### INFORMATION SUPPLIED
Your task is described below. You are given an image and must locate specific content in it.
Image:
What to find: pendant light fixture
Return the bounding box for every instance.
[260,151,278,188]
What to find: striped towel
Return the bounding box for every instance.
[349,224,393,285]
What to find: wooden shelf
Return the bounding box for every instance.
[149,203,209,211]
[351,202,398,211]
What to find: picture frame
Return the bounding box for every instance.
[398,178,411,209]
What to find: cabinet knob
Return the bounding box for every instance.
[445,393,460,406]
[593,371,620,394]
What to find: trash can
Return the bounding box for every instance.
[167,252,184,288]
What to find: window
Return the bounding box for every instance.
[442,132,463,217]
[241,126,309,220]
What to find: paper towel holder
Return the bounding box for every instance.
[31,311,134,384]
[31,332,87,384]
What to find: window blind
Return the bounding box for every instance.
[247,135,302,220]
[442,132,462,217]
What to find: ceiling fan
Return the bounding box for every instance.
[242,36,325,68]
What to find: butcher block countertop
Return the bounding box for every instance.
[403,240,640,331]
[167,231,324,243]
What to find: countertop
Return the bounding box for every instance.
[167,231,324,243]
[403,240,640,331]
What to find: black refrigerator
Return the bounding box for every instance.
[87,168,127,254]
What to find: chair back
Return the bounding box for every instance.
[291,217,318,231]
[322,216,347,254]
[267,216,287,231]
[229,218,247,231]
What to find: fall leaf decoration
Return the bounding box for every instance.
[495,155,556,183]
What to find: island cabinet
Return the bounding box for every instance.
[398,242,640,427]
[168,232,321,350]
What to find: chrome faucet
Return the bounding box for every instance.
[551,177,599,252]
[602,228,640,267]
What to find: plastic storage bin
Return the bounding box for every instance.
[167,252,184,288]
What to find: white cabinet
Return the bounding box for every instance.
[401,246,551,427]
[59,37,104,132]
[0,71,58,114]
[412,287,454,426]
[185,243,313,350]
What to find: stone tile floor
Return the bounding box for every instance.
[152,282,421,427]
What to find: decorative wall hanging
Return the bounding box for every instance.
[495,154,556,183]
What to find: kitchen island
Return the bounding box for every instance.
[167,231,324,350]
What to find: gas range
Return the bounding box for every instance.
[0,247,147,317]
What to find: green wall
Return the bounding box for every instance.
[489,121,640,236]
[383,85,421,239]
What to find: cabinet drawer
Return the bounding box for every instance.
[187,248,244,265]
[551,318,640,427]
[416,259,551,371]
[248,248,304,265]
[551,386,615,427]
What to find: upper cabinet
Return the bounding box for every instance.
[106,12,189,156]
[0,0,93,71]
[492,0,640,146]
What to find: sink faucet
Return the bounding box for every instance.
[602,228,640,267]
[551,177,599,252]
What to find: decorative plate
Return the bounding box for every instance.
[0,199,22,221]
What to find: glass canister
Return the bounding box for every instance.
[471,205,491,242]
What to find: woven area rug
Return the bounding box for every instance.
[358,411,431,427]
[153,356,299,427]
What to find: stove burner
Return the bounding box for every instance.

### INSTRUCTIONS TO FOLLOW
Reproduce the records above word for word, from their first line through the line containing "[495,155,556,183]", including that line.

### EXERCISE ANSWER
Your task is described below. You are given an image and must locate specific content in it.
Image:
What to find: pendant light fixture
Return the bounding box for every instance.
[260,151,278,188]
What to find: striped towel
Return the bounding box for every instance.
[349,224,393,285]
What to find: wooden shelf
Return the bounding box for every instance.
[149,203,209,211]
[351,202,398,211]
What to find: picture frame
Return the bounding box for every instance.
[398,178,411,209]
What to find: cabinet knob
Return the bounding box for every instance.
[445,393,460,406]
[593,371,620,394]
What to find: trash can
Return the bounding box for every instance.
[167,252,184,288]
What to find: window
Return the bounding box for every instance.
[442,132,463,217]
[241,126,309,220]
What to find: paper towel holder
Return the bounding box for every instance.
[31,311,134,384]
[31,332,87,384]
What to find: window blind
Return the bounding box for every instance.
[247,135,302,220]
[442,132,462,217]
What to find: ceiling fan
Return the bounding box for every instance.
[242,36,325,68]
What to find: butcher block countertop
Return the bounding box for every instance.
[403,240,640,331]
[167,231,324,243]
What to find: countertop
Return the bounding box for every instance.
[167,231,324,243]
[403,240,640,331]
What to find: black refrigerator
Return the bounding box for every instance.
[87,168,127,254]
What to find: chair back
Return the bounding box for every instance.
[291,217,318,231]
[322,216,347,254]
[267,216,287,231]
[229,218,247,231]
What to find: fall leaf decoration
Return the bounding box for every instance.
[495,155,556,183]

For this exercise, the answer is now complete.